**Selected passage**
Segment Open

Good day, ladies and gentlemen, and Welcome to the Tourmaline Q3 2022 Results Conference Call. [Operator Instructions]

This call is being recorded on Wednesday, November -- sorry, Thursday, November 3, 2022. I would now like to turn the conference over to Scott Kirker. Please go ahead.

W
W. Kirker
executive

Thanks, Michelle, and welcome, everyone, to our discussion of Tourmaline's results as at September 30, 2022, and for the 3 and 9 months ended September 30, 2022, and 2021. My name is Scott Kirker, and I am Tourmaline's Chief Legal Officer.

Before we get started, I refer you to the advisories on forward-looking statements contained in the news release as well as the advisories contained in the Tourmaline Annual Information Form and our MD&A available on SEDAR and on our website. I also draw your attention to the material factors and assumptions in those advisories.

I'm here with Mike Rose, Tourmaline's President and Chief Executive Officer; Brian Robinson, Vice President, Finance and Chief Financial Officer; and Jamie Heard, our Manager of Capital Markets. We will start by speaking to some of the highlights in the last quarter and our year so far. And after Mike's remarks, we will be open for questions.

So go ahead, Mike.

Segment Closed

**Problem A**
Please answer these questions from the call opening above:
(i) On what date is the call being recorded?
(ii) What position does Scott Kirker hold at Tourmaline?
(iii) Who is Tourmaline's Vice President, Finance and Chief Financial Officer?
**Problem B**
Turn the paragraph of the call opening that begins "I'm here with Mike Rose" into a short bulleted list that keeps its main facts.

**Extracted material**
Segment Open

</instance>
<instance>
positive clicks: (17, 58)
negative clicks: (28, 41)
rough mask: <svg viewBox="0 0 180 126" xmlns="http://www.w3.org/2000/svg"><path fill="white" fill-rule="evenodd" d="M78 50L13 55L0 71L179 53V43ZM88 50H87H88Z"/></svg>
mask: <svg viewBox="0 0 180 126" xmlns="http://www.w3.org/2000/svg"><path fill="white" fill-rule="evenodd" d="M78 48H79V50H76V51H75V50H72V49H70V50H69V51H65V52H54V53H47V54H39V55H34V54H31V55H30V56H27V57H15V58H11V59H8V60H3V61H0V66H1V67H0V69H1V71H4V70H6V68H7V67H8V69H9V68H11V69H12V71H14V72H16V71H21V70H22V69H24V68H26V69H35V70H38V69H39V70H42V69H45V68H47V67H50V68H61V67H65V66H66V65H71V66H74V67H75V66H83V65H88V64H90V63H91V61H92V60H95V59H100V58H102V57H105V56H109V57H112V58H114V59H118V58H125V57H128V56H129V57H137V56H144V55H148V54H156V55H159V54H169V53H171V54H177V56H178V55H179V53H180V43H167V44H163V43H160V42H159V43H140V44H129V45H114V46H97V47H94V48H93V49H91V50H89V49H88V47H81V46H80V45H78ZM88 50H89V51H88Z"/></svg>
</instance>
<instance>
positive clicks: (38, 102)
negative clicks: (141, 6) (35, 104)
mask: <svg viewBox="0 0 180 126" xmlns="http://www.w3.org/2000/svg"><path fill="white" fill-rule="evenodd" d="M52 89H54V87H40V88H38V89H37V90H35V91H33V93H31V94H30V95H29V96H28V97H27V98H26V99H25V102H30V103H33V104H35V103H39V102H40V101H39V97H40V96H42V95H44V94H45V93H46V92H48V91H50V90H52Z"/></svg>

Segment Closed

**Answer area A**
(i) Thursday, November 3, 2022
(ii) Chief Legal Officer
(iii) Brian Robinson

**Answer area B**
- Present with Scott Kirker:
  - Mike Rose, President and Chief Executive Officer
  - Brian Robinson, Vice President, Finance and Chief Financial Officer
  - Jamie Heard, Manager of Capital Markets
- Plan: highlights from the last quarter and the year so far, then questions after Mike's remarks